WRITTEN TASK => Print all the entries verbatim.

═══ EXTRACTED MATERIAL ═══

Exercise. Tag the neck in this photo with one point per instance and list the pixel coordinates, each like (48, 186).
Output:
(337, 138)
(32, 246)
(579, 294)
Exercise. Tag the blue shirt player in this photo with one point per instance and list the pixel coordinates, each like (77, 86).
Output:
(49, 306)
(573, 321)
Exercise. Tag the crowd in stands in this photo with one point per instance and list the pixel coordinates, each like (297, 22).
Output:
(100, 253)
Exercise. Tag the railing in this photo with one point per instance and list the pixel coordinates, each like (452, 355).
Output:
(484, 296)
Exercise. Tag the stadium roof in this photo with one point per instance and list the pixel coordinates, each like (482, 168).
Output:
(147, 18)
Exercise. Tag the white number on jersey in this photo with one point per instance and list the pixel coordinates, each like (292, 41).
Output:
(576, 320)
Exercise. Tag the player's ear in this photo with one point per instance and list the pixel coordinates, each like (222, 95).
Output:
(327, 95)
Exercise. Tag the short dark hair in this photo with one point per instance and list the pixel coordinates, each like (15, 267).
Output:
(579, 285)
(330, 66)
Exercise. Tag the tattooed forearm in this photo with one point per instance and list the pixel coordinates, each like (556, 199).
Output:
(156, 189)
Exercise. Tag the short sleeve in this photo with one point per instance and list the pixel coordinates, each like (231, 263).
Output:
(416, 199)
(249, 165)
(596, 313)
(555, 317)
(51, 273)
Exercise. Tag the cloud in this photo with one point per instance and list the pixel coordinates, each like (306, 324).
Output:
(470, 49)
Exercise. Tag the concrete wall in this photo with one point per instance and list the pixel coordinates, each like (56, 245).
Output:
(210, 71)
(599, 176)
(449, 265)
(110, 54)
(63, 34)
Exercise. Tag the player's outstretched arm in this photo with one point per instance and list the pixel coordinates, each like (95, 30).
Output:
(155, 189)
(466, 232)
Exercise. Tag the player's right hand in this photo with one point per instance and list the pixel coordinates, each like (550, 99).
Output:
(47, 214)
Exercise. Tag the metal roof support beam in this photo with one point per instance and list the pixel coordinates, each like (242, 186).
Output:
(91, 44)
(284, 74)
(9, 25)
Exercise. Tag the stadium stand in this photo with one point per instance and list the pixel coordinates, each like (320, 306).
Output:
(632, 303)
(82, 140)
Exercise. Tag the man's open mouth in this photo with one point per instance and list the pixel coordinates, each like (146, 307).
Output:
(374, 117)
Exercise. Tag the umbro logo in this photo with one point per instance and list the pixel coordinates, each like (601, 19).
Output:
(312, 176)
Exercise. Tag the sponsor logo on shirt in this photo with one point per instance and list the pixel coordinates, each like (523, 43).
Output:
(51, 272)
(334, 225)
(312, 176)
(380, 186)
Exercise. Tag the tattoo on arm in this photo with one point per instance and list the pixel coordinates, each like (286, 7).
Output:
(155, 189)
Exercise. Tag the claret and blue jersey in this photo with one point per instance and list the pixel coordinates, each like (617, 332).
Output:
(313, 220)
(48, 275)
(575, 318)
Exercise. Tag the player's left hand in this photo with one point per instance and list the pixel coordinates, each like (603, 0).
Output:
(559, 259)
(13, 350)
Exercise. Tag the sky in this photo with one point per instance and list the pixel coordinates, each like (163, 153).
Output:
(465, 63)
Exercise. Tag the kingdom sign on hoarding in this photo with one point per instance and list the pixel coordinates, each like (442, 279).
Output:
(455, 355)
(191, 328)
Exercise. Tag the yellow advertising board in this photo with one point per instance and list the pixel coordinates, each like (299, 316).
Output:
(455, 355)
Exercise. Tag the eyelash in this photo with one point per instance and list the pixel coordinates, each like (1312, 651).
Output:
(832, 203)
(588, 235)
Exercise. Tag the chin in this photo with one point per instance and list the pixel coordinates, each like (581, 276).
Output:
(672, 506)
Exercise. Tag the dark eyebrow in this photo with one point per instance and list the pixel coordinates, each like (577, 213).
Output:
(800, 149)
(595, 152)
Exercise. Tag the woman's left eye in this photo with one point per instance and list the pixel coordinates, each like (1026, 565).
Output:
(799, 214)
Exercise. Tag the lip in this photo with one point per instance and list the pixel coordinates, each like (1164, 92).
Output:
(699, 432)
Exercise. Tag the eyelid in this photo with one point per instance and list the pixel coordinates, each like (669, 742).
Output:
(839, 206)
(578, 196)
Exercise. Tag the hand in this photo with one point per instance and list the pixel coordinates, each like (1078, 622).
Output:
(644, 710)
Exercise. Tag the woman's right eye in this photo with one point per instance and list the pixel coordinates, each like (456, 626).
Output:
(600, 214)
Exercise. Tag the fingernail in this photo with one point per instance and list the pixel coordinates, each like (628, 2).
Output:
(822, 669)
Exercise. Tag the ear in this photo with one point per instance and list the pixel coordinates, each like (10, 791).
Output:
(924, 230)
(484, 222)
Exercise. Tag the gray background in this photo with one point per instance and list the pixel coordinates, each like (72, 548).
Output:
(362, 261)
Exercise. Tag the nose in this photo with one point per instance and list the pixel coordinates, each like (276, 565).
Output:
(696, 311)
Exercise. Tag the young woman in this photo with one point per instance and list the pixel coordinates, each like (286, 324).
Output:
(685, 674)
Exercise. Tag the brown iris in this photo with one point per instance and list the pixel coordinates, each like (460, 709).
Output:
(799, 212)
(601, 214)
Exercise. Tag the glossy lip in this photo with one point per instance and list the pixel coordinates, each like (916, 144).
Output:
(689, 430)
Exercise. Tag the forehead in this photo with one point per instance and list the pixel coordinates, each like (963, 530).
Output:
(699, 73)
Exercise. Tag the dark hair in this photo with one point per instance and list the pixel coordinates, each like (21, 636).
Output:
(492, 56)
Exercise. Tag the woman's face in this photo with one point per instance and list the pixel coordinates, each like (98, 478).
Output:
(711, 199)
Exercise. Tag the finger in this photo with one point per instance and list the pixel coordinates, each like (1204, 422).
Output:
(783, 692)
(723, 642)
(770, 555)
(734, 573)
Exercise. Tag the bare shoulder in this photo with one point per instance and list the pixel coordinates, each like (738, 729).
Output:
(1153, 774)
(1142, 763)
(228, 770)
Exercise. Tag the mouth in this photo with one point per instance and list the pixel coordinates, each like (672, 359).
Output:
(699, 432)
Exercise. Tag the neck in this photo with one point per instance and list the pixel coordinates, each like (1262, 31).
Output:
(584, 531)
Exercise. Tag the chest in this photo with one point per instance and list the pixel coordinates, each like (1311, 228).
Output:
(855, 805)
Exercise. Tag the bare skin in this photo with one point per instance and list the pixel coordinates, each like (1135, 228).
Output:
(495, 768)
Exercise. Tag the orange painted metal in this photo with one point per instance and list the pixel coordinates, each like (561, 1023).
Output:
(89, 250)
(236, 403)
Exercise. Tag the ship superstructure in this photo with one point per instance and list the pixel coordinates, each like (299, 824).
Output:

═══

COMPLETED TASK =>
Exercise. Tag the neck in this photo with one point per instance and list the pixel coordinates, each like (48, 186).
Output:
(337, 138)
(32, 246)
(579, 294)
Exercise. Tag the blue shirt player in this photo with one point per instance and list the pixel coordinates, each like (77, 86).
Output:
(49, 306)
(573, 321)
Exercise. Tag the crowd in stands in this photo with one point per instance and list the pixel coordinates, each like (297, 22).
Output:
(100, 253)
Exercise. Tag the railing in this photo with one point per instance and list the pixel coordinates, each like (452, 355).
Output:
(484, 296)
Exercise. Tag the stadium roof in this photo with one point per instance and list the pixel coordinates, each like (482, 168).
Output:
(147, 18)
Exercise. Tag the white number on jersey in this photo with one point per instance and list the pixel coordinates, each like (292, 41).
Output:
(576, 320)
Exercise. Tag the player's ear in this photo with one point per instance and list the pixel coordinates, each like (222, 95).
Output:
(327, 95)
Exercise. Tag the short dark hair in this photo with one point per instance and list the pixel coordinates, each like (15, 267).
Output:
(579, 285)
(330, 66)
Exercise. Tag the tattooed forearm in this photo with one point per instance and list the pixel coordinates, each like (556, 199).
Output:
(156, 189)
Exercise. Tag the short sleeve in this photo with one point per instance and list the pixel coordinates, each like (231, 263).
Output:
(416, 199)
(249, 165)
(596, 313)
(555, 317)
(51, 273)
Exercise. Tag the cloud in this photo with one point per instance and list the pixel coordinates, each like (306, 324).
Output:
(470, 49)
Exercise. Tag the concrete wall in this photo with one point per instance and list the pixel coordinates, each like (56, 245).
Output:
(210, 71)
(599, 176)
(449, 265)
(110, 54)
(63, 34)
Exercise. Tag the player's outstretched arm in this photo with one point per instance and list the pixel coordinates, each like (95, 30).
Output:
(155, 189)
(466, 232)
Exercise. Tag the player's right hand in this photo with one point per instance and list the pixel coordinates, each like (550, 99).
Output:
(47, 214)
Exercise. Tag the metal roof support beam in this photo with one point per instance and list the pixel coordinates, each like (242, 186).
Output:
(91, 44)
(284, 74)
(9, 25)
Exercise. Tag the stadium stand in this photo with one point per instance and list the pixel coordinates, each like (320, 306).
Output:
(632, 303)
(82, 140)
Exercise. Tag the man's open mouth in this photo with one point per instance and list the pixel coordinates, each like (146, 307).
Output:
(374, 117)
Exercise. Tag the umbro logo in this photo with one point per instance and list the pixel coordinates, each like (601, 19).
Output:
(312, 176)
Exercise. Tag the sponsor logo on shirt in this photo with one point per instance and list the pixel coordinates, each like (523, 43).
Output:
(51, 272)
(334, 225)
(312, 176)
(380, 186)
Exercise. Tag the tattoo on arm in this photo with one point per instance and list the pixel coordinates, each like (286, 7).
Output:
(155, 189)
Exercise. Tag the claret and blue jersey in this photo with one point per instance and list the pixel coordinates, each like (617, 332).
Output:
(313, 220)
(48, 275)
(575, 318)
Exercise. Tag the player's left hand in this photo with one point per instance and list the pixel coordinates, each like (603, 0).
Output:
(559, 259)
(13, 350)
Exercise. Tag the sky in this photo with one point per instance and list the pixel coordinates, each like (163, 153).
Output:
(465, 63)
Exercise. Tag the kingdom sign on hoarding in this photo with one point per instance and list the pixel coordinates, each like (442, 279).
Output:
(455, 355)
(191, 328)
Exercise. Tag the yellow advertising board in this photo with one point per instance and list the pixel coordinates, each like (299, 316).
Output:
(455, 355)
Exercise. Tag the eyelash in this photo with one point per instance and list the pixel coordinates, each like (1312, 651).
Output:
(832, 203)
(588, 235)
Exercise. Tag the chin in this photo with one point per instance and list the pixel coordinates, each like (581, 276).
Output:
(672, 506)
Exercise. Tag the dark eyebrow in this photo with one point per instance and list the pixel coordinates, each like (577, 213).
Output:
(800, 149)
(595, 152)
Exercise. Tag the woman's left eye in this photo with one point per instance and list the pixel coordinates, each like (1026, 565).
Output:
(799, 214)
Exercise. Tag the lip in this photo with one point per instance and list the pixel coordinates, each like (1164, 92).
Output:
(699, 432)
Exercise. Tag the eyelid in this photo with one point per instance and list the pixel coordinates, each like (669, 742).
Output:
(839, 206)
(578, 196)
Exercise. Tag the hand in this photo with one point per instance and list the pixel coordinates, each like (1078, 622).
Output:
(644, 710)
Exercise. Tag the woman's right eye in this photo with one point per instance and list the pixel coordinates, each like (456, 626).
Output:
(600, 214)
Exercise. Tag the fingernail in this photo with one point per instance and list the pixel coordinates, each like (628, 2).
Output:
(822, 669)
Exercise. Tag the ear in this photo with one point per instance and list the pixel coordinates, each like (10, 791).
Output:
(924, 230)
(484, 222)
Exercise. Tag the gray background in this photo with one point per instance and list the pixel coordinates, each like (72, 548).
Output:
(362, 261)
Exercise. Tag the nose in this photo with one point per instance and list the pixel coordinates, each like (276, 565).
Output:
(696, 311)
Exercise. Tag the young woman in this photo with one point per instance and list the pixel coordinates, each like (286, 324).
Output:
(685, 674)
Exercise. Tag the brown iris in this photo with one point per instance and list the pixel coordinates, each like (460, 709).
Output:
(799, 212)
(601, 214)
Exercise. Tag the glossy lip in this photo with one point per instance and list the pixel coordinates, each like (916, 144).
Output:
(689, 430)
Exercise. Tag the forehead in this photo with one point per instance and list the pixel coordinates, each like (963, 530).
Output:
(699, 73)
Exercise. Tag the dark hair in this photo with one point per instance and list the pixel coordinates, each like (21, 636).
Output:
(492, 56)
Exercise. Tag the woman's face in this photo with one point per instance and list the pixel coordinates, each like (98, 478).
Output:
(711, 199)
Exercise. Tag the finger in this photo with one point per instance and list the pixel coordinates, each like (1204, 422).
Output:
(783, 692)
(723, 642)
(770, 555)
(734, 573)
Exercise. Tag the bare shoulder in this photo with one point per instance and list the pixel coordinates, each like (738, 729).
Output:
(1153, 774)
(1142, 763)
(228, 770)
Exercise. Tag the mouth in this photo with one point per instance and list the pixel coordinates, each like (672, 359).
Output:
(699, 432)
Exercise. Tag the neck in this photo with one point per instance and list the pixel coordinates, each like (1262, 31).
Output:
(584, 531)
Exercise. Tag the chest in this photo with one point per instance and list the pixel coordinates, each like (1311, 228).
Output:
(855, 805)
Exercise. Tag the bare skin in this photo with one point per instance and list the pixel coordinates, each like (1135, 228).
Output:
(495, 768)
Exercise. Tag the orange painted metal in this photo with one point per instance and list the pixel coordinates, each like (561, 1023).
Output:
(89, 250)
(236, 403)
Exercise. Tag the ship superstructure in this photo with one point per instance and list the pixel coordinates, each like (299, 824).
Output:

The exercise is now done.